Data extract:
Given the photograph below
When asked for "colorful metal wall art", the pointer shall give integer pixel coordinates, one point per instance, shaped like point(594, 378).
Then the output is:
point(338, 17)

==

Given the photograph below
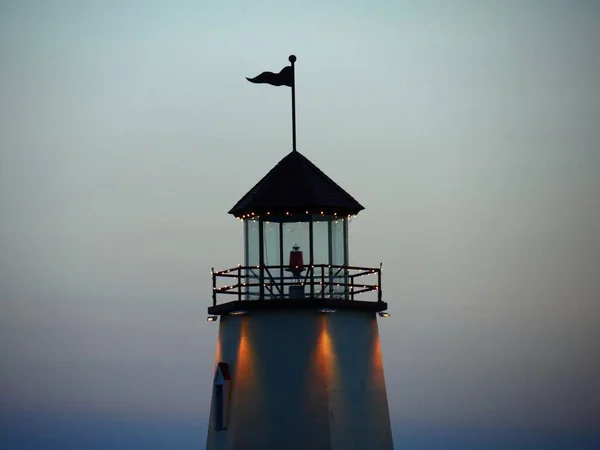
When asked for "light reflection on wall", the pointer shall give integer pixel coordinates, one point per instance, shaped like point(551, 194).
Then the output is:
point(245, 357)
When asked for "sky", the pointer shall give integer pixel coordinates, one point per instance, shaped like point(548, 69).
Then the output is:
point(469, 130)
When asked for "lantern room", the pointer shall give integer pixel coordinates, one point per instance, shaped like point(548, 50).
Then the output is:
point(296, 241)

Exercise instructions: Return every line from the items above that contains the word "wall".

Written response:
When asked for "colorful metal wall art", the pointer shall give integer pixel coordinates, one point per instance, shaped like point(594, 378).
When asked for "light reflection on wall", the pointer shall give integer pixel coordinates, one point per instance, shaped like point(551, 194).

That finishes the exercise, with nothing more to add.